▶ _Texte du document_:
◇ ◇ ◇

Nous ne sommes plus seuls au monde Bertrand BADIE

Avec comme sous-titre : « Un autre regard sur l’ordre international »

Bertrand Badie nous livre là une leçon magistrale sur le bouleversement du monde qui s’opère sous nos yeux. Un immense basculement des puissances. Un basculement qui voit l’émergence au Sud de sociétés et de pays qui jusque là subissait la domination sans partage d’un petit club de pays dominants, les pays du Nord.

 Faire « comme si » rien n’avait changé ?

Désormais, les pays du Nord ont le choix entre tenter de faire « comme si » rien n’avait changé. Ils peuvent essayer d’appliquer les anciennes recettes pour mener leurs politiques extérieures. C’est l’échec garanti. On trouvera ci-dessous quelques unes de ces « erreurs » commises ces dernières années.

 Ou bien essayer de comprendre le monde tel qu’il se modifie

Afin de trouver une place qui ne serai plus en surplomb sur les autres sociétés du monde. Une place où les pays du Nord seraient parties prenantes d’un ensemble pluriel, multiple. Ouvert sur les autres sociétés dans leur diversité. Nous avons besoin de réfléchir sur le monde tel qu’il se modifie à très grande vitesse.

◇ ◇ ◇

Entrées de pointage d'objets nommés
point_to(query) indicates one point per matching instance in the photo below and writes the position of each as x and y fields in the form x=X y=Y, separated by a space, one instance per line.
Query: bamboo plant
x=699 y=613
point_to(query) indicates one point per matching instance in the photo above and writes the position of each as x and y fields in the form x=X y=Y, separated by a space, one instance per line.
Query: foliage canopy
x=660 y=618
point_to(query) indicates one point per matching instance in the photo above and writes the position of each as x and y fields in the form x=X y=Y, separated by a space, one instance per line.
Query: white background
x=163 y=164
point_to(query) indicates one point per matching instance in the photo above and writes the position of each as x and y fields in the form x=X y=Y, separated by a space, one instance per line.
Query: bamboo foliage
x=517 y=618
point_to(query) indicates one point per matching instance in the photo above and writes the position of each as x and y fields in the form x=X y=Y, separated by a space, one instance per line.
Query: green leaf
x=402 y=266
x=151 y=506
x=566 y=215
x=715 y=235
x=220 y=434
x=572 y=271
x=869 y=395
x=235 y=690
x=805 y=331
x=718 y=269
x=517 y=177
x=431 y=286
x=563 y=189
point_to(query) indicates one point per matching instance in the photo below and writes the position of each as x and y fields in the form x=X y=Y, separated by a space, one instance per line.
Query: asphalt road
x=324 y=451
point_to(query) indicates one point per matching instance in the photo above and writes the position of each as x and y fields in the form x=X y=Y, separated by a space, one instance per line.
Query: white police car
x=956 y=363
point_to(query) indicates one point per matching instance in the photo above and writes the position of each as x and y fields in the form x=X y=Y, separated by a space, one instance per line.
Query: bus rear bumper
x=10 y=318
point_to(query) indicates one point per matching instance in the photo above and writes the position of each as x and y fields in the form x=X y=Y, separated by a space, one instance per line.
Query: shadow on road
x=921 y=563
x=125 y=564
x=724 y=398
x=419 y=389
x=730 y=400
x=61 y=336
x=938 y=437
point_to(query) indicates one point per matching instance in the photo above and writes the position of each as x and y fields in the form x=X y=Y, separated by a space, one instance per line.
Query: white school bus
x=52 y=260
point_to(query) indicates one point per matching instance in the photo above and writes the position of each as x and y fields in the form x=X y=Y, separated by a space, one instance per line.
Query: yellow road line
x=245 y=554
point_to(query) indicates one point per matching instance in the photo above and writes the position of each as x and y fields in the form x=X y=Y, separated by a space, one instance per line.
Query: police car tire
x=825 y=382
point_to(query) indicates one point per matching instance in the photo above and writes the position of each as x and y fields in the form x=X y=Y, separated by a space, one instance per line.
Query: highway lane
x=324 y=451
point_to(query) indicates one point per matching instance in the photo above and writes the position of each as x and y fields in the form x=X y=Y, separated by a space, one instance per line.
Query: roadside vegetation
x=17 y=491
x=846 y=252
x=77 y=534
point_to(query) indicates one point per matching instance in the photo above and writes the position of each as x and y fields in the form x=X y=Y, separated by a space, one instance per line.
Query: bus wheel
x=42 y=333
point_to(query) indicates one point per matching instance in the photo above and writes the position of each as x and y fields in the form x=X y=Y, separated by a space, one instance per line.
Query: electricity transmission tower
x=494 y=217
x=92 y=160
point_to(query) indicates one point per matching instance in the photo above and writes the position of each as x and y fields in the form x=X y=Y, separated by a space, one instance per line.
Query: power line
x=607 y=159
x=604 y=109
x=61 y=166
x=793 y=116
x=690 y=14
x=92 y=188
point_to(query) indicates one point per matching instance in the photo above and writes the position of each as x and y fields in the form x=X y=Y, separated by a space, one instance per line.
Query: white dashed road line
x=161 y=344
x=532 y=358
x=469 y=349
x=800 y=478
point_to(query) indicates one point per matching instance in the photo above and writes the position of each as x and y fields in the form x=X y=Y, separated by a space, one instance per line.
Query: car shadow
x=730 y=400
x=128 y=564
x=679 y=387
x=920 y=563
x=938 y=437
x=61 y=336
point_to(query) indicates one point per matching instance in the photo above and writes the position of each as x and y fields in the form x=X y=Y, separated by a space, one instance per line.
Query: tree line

◇ ◇ ◇

▶ _Objectif énoncé A_:
Indiquez si chacune des affirmations suivantes concorde avec la présentation du livre de Bertrand Badie, en répondant par oui ou par non et en citant les mots décisifs de cette présentation : (i) les pays du Nord qui appliquent les anciennes recettes en politique extérieure vont à l'échec ; (ii) le sous-titre du livre est « Un nouveau regard sur l'ordre mondial » ; (iii) le basculement décrit voit émerger au Sud des sociétés et des pays.
▶ _Objectif énoncé B_:
Recopiez la présentation du livre de Bertrand Badie à partir des mots « Bertrand Badie nous » et arrêtez-vous après « pays du Nord. ».
▶ _Objectif énoncé C_:
Prolongez la présentation du livre de Bertrand Badie à la suite de sa dernière phrase.

▶ _Résultat A_:
(i) Oui : « C’est l’échec garanti. »
(ii) Non : « Un autre regard sur l’ordre international »
(iii) Oui : « l’émergence au Sud de sociétés et de pays »

▶ _Résultat B_:
Bertrand Badie nous livre là une leçon magistrale sur le bouleversement du monde qui s’opère sous nos yeux. Un immense basculement des puissances. Un basculement qui voit l’émergence au Sud de sociétés et de pays qui jusque là subissait la domination sans partage d’un petit club de pays dominants, les pays du Nord.

▶ _Résultat C_:
 Un livre savant et simple à la fois, pour nous donner à comprendre ce monde

Bertrand Badie nous propose une telle réflexion. Comme seul un « vieux sage » affranchi des contraintes de l’écriture académique, peut nous la livrer. Avec recul, faisant la synthèse de toute une vie d’observations et d’analyses du monde et des relations internationales. Un livre à la fois savant et simple.

Qui va à l’essentiel pour décrypter les profondes modifications qui affectent notre monde. Des bouleversements qui nécessitent d’élaborer de nouvelles clés de lecture. Des clés qui prennent en compte la croissance exponentielle au Sud des acteurs capables de s’exprimer, prendre des décisions…

Une émergence irrépressible

Pour, finalement, revendiquer leur place à la table où s’écrivent les règles qui régissent le monde. Table que les pays du Nord étaient seuls à occuper jusque là. Et Bertrand Badie montre que cette émergence est irrépressible. Chercher à s’y opposer met les pays du Nord dans une posture d’erreurs et d’échecs, qui peuvent leur être fatales.

 Une succession d’erreurs qui se payent encore aujourd’hui

  •  On a tant raillé l’erreur de Saddam Hussein quand il a attaqué le Koweït en 1990. Ne s’étant pas rendu compte que l’URSS, son puissant protecteur, s’étant effondré. Il s’est retrouvé seul face à la coalition que les USA avaient réussi à constitué. Il a subi une première défaite cuisante en 1991.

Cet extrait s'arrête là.